══ Input material

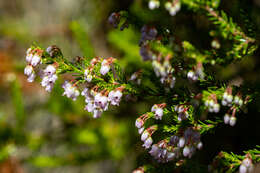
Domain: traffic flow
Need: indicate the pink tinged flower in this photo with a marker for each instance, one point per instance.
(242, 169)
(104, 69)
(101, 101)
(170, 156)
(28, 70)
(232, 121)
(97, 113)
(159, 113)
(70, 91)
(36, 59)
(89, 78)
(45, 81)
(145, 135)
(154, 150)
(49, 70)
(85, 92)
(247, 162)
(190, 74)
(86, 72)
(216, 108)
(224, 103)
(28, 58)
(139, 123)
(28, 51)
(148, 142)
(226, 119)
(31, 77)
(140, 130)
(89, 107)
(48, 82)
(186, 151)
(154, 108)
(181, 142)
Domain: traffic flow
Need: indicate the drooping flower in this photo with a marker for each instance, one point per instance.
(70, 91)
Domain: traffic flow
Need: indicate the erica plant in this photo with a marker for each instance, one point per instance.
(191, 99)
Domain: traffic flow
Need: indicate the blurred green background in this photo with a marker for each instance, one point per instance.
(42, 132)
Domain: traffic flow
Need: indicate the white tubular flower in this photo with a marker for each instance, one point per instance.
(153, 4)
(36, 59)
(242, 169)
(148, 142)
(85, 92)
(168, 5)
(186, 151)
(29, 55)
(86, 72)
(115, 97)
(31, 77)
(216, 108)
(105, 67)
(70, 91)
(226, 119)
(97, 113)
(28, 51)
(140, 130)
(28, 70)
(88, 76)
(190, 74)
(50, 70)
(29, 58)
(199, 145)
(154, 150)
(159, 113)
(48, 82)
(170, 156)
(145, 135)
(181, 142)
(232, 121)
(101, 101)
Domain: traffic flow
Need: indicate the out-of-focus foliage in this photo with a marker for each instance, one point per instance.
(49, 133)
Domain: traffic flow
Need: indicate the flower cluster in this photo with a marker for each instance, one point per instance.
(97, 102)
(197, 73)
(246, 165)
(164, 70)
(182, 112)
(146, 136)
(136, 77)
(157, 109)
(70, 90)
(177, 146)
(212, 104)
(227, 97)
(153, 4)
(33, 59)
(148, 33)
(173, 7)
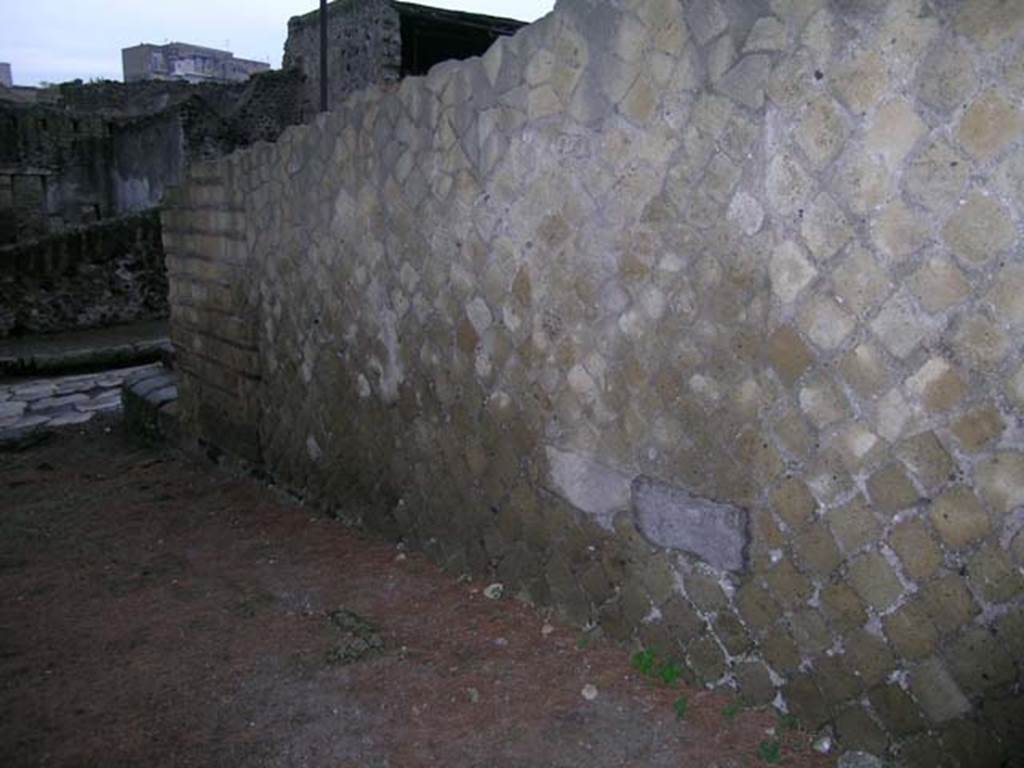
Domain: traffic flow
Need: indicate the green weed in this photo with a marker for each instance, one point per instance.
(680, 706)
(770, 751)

════

*What you are asked to do*: Without the pictures, copy the material exactly as given.

*Answer section*:
Domain: traffic flow
Need: indicate the pink tinged flower in this photo with a marker for each instance, one point per instance.
(242, 169)
(104, 69)
(101, 101)
(170, 156)
(28, 70)
(232, 121)
(97, 113)
(159, 113)
(70, 91)
(36, 59)
(89, 78)
(45, 81)
(145, 135)
(154, 150)
(49, 70)
(85, 92)
(247, 162)
(190, 74)
(86, 72)
(216, 108)
(224, 103)
(28, 58)
(139, 123)
(28, 51)
(148, 142)
(226, 119)
(31, 77)
(140, 130)
(89, 107)
(48, 82)
(186, 151)
(154, 108)
(181, 142)
Domain: traffic flow
Need: indicate the drooping flower in this photo with a marker for each instance, one point per instance.
(70, 91)
Domain: traffic flow
Need: indicate the erica plant in this photo with a marker for each instance, one point per instance.
(191, 99)
Domain: traffic flow
Need: indicate the blurred green background in this photo with a marker for each instance, one point per instance.
(42, 132)
Domain: traffic flow
Need: indicate the white tubular flower in this photo with a marker for each instance, one point per instance.
(153, 4)
(36, 59)
(242, 169)
(148, 142)
(85, 92)
(168, 5)
(186, 151)
(29, 55)
(86, 72)
(115, 97)
(31, 77)
(216, 108)
(105, 67)
(70, 91)
(226, 119)
(97, 113)
(28, 51)
(140, 130)
(28, 70)
(88, 76)
(190, 74)
(50, 70)
(29, 58)
(199, 145)
(154, 150)
(159, 113)
(48, 82)
(170, 156)
(145, 135)
(181, 142)
(232, 121)
(101, 101)
Domain: traffic flow
Need: indicate the out-of-focus foliage in this photo with a marker for each instance, one point per instance.
(49, 133)
Domain: traffic flow
Need: indicate the flower cluster in this photo with a marker for each instance, one point per instance.
(97, 102)
(197, 73)
(246, 165)
(164, 70)
(182, 112)
(146, 136)
(136, 77)
(157, 109)
(70, 90)
(177, 146)
(212, 104)
(227, 97)
(153, 4)
(33, 59)
(148, 33)
(173, 7)
Domain: traffic flow
Need: indicate the green weed in this photo with a marker for each instance, one point per instance.
(680, 706)
(770, 751)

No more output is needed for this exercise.